Effecten van verschuivingen van nutriëntenconcentraties op biota in de Nederlandse kustwateren: mesocosms als middel voor het vergroten van inzicht in effecten van eutrofiëring
Philippart, C.J.M. (1994). Effecten van verschuivingen van nutriëntenconcentraties op biota in de Nederlandse kustwateren: mesocosms als middel voor het vergroten van inzicht in effecten van eutrofiëring. BEON Rapport = BEON-report(1). [S.n.]: [s.l.]. 61 pp.

### Getoonde gegevens
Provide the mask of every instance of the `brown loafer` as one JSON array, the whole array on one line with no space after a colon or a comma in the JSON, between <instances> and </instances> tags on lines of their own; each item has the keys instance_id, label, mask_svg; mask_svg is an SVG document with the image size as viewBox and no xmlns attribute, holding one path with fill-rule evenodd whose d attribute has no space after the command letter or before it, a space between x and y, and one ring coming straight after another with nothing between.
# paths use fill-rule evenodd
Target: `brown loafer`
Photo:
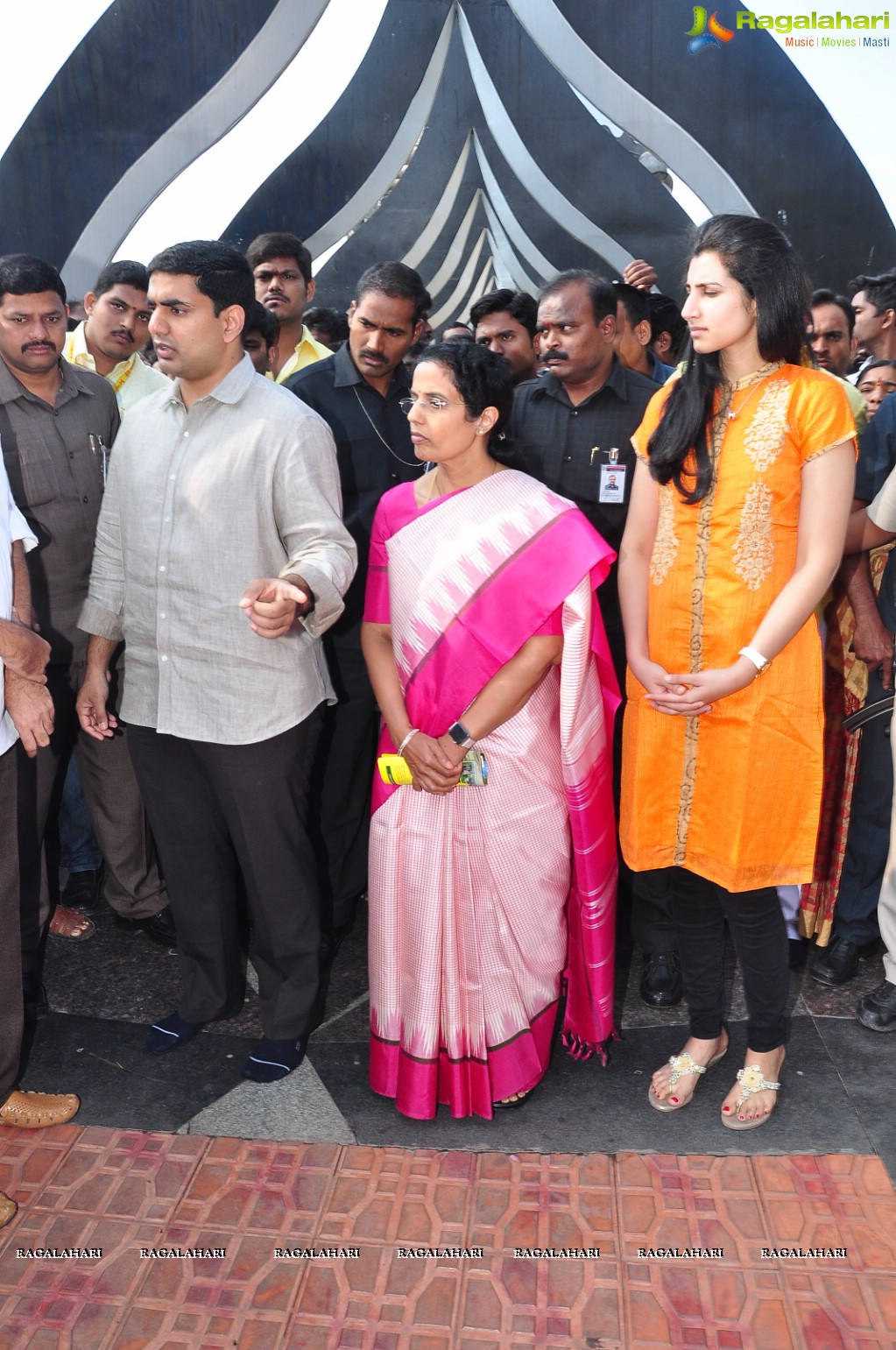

### Te maken opdrachten
#1 Beantwoord de volgende vragen aan de hand van de gegeven tekst over eutrofiëring in de Nederlandse kustwateren.
(a) Welk middel wordt volgens de titel ingezet om het inzicht in effecten van eutrofiëring te vergroten?
(b) In welk jaar is het rapport verschenen?
(c) Hoeveel pagina's telt het rapport?
#2 Noem alle verschillende getallen die in de bronvermelding van de gegeven tekst voorkomen.

### Antwoorden per opdracht
#1
(a) Mesocosms.
(b) 1994.
(c) 61 pagina's.

#2 1994, 1 en 61.